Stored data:
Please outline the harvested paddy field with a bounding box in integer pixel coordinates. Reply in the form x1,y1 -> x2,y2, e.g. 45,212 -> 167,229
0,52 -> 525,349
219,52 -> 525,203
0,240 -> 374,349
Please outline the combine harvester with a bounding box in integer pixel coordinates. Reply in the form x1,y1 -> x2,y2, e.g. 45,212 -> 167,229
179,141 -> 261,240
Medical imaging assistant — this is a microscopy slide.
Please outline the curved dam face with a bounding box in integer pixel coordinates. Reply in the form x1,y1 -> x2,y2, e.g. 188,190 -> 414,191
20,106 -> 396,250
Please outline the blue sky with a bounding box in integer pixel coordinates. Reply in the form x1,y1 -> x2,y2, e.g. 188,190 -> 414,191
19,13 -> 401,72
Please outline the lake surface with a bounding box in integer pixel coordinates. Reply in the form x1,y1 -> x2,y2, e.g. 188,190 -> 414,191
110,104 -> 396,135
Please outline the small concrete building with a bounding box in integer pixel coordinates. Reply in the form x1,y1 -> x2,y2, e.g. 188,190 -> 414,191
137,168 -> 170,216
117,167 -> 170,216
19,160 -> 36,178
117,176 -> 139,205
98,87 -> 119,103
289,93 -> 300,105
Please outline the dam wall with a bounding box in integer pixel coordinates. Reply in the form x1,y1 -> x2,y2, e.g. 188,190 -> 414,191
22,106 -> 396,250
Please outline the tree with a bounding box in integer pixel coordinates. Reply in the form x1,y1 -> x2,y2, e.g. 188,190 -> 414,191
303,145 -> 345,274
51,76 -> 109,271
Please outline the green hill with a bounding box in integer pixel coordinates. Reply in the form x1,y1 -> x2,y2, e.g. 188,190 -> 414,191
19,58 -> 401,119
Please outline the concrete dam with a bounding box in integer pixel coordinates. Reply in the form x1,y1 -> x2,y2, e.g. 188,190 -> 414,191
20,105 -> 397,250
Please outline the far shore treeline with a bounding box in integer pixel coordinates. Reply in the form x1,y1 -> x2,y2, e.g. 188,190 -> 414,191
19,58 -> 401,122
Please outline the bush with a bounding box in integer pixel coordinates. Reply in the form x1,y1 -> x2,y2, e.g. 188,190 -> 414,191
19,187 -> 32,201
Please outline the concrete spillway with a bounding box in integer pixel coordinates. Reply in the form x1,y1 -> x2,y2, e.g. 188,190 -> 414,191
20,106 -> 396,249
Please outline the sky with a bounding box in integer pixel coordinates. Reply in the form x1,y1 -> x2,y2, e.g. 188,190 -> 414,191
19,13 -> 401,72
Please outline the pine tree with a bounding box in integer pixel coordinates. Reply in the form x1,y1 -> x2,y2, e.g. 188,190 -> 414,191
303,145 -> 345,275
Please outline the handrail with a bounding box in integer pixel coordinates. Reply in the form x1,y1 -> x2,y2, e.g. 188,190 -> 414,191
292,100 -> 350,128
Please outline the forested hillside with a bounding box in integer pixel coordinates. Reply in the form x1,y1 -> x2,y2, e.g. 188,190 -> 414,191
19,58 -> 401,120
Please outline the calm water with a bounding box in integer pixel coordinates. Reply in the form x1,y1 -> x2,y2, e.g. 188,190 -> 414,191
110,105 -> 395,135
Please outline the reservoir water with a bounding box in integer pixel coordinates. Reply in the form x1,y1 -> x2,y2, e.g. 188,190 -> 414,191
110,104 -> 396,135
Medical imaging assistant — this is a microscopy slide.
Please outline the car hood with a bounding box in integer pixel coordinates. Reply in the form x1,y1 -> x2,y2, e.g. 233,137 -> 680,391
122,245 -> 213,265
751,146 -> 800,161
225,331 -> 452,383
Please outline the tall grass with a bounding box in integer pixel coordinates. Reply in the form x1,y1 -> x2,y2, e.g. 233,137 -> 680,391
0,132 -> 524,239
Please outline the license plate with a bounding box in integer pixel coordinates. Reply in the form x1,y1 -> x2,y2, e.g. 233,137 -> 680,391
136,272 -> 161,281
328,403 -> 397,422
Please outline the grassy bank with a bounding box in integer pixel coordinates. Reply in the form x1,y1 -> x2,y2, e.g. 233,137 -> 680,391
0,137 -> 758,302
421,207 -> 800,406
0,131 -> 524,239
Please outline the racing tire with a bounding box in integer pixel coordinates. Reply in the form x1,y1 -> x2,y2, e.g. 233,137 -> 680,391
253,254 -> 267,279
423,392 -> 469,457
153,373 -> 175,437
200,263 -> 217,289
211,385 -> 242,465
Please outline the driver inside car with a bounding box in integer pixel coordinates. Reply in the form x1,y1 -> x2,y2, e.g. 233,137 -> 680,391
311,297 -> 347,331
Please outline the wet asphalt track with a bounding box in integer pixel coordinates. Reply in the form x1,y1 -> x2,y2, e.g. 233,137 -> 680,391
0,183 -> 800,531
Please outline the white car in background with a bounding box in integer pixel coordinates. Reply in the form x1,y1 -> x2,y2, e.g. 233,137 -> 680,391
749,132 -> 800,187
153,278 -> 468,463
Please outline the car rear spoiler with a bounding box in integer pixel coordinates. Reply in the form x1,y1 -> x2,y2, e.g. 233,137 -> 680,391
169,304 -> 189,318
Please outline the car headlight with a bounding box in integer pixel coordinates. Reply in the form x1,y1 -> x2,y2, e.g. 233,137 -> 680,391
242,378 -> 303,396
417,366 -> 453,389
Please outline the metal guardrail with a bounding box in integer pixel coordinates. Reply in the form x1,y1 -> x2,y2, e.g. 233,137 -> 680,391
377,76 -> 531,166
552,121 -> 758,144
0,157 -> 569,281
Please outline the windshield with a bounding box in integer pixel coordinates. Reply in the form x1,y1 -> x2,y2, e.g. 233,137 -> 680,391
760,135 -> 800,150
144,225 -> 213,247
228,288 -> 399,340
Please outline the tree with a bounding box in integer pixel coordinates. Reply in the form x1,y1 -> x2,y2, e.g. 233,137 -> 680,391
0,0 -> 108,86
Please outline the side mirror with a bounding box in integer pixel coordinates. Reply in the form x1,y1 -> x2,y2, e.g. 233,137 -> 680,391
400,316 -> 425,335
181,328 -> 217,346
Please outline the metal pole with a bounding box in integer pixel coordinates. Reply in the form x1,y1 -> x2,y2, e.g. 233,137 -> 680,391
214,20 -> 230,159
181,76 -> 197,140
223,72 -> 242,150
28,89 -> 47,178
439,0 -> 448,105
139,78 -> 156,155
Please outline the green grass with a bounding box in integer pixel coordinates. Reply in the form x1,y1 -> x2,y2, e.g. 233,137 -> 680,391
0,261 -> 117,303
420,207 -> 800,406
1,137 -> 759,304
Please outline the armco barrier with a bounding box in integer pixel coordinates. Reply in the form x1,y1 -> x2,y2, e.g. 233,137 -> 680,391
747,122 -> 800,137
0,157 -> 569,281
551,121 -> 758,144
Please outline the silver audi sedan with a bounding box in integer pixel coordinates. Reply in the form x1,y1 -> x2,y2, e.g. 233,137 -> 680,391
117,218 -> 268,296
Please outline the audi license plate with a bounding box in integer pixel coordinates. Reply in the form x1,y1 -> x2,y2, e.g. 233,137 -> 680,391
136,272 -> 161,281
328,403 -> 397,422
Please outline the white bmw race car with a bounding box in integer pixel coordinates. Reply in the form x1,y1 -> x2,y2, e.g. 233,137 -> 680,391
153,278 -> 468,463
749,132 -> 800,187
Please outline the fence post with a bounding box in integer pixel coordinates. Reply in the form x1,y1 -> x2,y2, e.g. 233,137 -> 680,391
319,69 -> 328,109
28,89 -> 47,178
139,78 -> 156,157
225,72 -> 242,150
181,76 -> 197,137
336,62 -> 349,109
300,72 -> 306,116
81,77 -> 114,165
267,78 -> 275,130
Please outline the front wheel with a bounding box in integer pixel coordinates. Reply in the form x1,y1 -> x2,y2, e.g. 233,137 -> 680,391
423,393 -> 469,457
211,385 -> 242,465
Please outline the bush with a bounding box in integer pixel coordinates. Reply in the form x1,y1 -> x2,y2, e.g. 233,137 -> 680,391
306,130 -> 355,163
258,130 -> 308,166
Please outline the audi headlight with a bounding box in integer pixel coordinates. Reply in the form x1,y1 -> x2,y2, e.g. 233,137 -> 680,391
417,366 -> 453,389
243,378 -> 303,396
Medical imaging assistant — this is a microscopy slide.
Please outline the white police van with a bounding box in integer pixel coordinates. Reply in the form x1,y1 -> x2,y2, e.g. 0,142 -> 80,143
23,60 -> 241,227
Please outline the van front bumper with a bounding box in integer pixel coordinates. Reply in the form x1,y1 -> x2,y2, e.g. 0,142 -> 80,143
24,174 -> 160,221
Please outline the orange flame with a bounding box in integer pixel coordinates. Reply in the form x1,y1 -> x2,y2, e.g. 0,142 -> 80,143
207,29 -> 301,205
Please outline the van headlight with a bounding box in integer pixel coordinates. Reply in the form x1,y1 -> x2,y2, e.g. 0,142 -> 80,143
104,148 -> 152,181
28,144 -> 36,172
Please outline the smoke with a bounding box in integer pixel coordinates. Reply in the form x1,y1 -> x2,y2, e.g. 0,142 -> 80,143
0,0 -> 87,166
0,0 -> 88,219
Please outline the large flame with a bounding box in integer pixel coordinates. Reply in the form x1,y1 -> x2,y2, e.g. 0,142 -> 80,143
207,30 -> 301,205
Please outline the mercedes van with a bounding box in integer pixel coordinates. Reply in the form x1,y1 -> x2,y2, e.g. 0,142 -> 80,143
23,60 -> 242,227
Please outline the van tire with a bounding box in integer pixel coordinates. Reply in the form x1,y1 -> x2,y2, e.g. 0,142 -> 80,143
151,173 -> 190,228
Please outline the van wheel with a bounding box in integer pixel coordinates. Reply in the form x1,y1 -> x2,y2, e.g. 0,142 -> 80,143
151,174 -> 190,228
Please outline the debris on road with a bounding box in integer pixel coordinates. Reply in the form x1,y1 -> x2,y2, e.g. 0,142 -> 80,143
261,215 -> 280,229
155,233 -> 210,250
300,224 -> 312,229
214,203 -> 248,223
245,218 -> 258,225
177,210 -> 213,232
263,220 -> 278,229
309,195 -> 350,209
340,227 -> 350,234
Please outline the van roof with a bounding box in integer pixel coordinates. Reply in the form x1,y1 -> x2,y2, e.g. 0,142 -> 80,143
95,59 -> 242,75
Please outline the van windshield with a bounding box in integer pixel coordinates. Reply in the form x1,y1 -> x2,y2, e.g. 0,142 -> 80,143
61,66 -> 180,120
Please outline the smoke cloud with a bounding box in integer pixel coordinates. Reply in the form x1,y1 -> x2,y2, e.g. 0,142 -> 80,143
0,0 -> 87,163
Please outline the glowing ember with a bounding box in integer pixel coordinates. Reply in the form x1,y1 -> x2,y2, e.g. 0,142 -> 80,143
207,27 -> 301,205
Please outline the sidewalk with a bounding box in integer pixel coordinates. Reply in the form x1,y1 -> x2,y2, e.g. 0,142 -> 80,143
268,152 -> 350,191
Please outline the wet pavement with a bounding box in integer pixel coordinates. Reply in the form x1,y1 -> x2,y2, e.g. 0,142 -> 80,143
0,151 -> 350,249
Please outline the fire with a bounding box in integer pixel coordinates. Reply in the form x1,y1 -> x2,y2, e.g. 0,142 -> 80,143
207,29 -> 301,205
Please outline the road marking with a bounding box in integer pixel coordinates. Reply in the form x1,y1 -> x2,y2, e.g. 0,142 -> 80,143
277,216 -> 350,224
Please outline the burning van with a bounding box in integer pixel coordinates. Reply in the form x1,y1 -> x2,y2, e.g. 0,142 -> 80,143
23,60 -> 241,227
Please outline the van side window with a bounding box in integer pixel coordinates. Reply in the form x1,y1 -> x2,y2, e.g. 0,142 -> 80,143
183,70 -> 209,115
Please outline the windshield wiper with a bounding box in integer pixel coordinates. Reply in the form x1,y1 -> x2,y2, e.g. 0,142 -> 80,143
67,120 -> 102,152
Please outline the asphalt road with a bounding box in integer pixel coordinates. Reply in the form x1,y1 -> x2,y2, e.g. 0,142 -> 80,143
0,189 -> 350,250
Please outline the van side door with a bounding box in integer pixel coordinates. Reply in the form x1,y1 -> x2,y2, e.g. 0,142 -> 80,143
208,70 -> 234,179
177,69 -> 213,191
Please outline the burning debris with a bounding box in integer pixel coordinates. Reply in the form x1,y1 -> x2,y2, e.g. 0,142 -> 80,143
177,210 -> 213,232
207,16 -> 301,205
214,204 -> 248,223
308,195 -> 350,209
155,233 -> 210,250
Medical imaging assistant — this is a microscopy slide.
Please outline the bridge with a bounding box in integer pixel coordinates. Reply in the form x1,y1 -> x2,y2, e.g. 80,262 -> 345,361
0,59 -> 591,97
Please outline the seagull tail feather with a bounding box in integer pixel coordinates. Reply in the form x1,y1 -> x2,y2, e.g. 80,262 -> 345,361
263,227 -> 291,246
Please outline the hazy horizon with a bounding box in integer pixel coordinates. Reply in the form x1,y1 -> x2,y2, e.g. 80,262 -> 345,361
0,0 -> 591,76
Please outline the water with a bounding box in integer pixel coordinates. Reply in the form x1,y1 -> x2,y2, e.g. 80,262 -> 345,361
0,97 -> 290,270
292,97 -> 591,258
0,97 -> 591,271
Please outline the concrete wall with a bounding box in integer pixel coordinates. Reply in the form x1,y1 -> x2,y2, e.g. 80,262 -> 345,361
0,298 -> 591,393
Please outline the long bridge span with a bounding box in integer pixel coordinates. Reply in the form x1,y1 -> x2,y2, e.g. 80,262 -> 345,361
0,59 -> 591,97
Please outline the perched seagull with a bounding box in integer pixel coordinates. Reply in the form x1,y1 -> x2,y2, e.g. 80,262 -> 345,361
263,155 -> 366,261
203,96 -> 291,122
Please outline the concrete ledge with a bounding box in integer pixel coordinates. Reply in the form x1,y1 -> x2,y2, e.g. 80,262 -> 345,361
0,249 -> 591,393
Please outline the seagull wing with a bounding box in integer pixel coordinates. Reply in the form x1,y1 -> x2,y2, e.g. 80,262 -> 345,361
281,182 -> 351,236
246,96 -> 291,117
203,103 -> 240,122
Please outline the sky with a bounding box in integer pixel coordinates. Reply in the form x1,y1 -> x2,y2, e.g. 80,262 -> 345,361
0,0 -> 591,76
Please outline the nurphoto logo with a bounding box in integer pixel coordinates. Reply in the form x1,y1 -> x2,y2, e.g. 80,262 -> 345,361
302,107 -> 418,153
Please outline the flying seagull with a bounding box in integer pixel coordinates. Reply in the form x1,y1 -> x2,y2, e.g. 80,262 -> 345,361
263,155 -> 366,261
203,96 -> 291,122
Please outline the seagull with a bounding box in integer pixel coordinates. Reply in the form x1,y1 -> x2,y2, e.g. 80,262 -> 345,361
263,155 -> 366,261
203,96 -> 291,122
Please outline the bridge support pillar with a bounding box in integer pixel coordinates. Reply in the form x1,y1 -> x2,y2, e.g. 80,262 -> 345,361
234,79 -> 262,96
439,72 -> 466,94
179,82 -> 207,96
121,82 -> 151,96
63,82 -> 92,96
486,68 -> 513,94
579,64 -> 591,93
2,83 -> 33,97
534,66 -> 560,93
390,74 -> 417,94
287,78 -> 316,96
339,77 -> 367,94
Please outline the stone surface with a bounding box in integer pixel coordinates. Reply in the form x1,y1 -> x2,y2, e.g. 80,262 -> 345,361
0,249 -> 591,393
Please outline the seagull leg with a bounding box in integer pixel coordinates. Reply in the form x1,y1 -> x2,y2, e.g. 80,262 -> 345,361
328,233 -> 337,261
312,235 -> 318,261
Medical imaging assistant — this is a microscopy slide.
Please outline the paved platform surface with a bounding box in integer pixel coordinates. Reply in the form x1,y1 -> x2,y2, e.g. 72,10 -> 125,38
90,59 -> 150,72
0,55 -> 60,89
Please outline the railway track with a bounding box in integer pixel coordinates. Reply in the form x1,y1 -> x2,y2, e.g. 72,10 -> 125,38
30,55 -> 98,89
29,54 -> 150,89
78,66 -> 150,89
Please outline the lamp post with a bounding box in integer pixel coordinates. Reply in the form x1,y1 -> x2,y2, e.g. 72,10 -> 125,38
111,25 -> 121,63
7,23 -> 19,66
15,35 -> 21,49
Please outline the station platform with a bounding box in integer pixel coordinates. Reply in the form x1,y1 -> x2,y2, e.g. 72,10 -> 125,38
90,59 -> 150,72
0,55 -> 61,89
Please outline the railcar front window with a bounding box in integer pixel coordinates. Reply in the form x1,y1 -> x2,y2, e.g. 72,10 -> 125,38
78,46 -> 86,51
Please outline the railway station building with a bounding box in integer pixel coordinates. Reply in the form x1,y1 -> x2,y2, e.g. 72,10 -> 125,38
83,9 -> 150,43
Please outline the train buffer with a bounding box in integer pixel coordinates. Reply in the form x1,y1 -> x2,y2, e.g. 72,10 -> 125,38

#### [Task to carry out]
Output, as a JSON list of strings with one string per line and blank lines omitted, the stretch of the items from the line containing "Please outline the smoke with" through the line containing "268,152 -> 350,191".

#### [Answer to this task]
[
  "Please outline the smoke with a bounding box in integer pixel coordinates. Reply in the form x1,y1 -> x2,y2, e.g. 0,142 -> 80,143",
  "0,0 -> 87,166",
  "0,0 -> 88,219",
  "Please outline the large flame with a bounding box in integer pixel coordinates. Reply in the form x1,y1 -> x2,y2, e.g. 0,142 -> 80,143",
  "207,30 -> 301,205",
  "Please outline the mercedes van with a bounding box in integer pixel coordinates. Reply in the form x1,y1 -> x2,y2, e.g. 0,142 -> 80,143",
  "23,60 -> 242,227",
  "Please outline the van tire with a bounding box in integer pixel coordinates. Reply in the form x1,y1 -> x2,y2, e.g. 0,142 -> 80,143",
  "151,173 -> 190,228",
  "Please outline the van wheel with a bounding box in integer pixel coordinates. Reply in the form x1,y1 -> x2,y2, e.g. 0,142 -> 80,143",
  "151,174 -> 190,228",
  "Please outline the debris on road with a bounding box in integer pixel coordinates. Reply in the form x1,y1 -> x2,y2, e.g. 0,142 -> 80,143",
  "261,215 -> 280,229",
  "155,233 -> 210,250",
  "300,224 -> 312,229",
  "214,203 -> 248,223",
  "245,218 -> 258,225",
  "177,210 -> 213,232",
  "263,220 -> 278,229",
  "309,195 -> 350,209",
  "340,227 -> 350,234",
  "Please outline the van roof with a bounding box in integer pixel coordinates. Reply in the form x1,y1 -> x2,y2, e.g. 0,142 -> 80,143",
  "95,59 -> 242,75",
  "Please outline the van windshield with a bounding box in integer pixel coordinates. Reply in the form x1,y1 -> x2,y2, e.g. 0,142 -> 80,143",
  "61,66 -> 180,120",
  "Please outline the smoke cloud with a bounding box in integer pixel coordinates. Reply in the form x1,y1 -> x2,y2, e.g. 0,142 -> 80,143",
  "0,0 -> 87,163",
  "Please outline the glowing ember with a bounding box in integer pixel coordinates. Reply in the form x1,y1 -> x2,y2, e.g. 0,142 -> 80,143",
  "207,27 -> 301,205",
  "Please outline the sidewalk with a bounding box in integer pixel coordinates. Reply in the form x1,y1 -> x2,y2, e.g. 0,142 -> 80,143",
  "268,152 -> 350,191"
]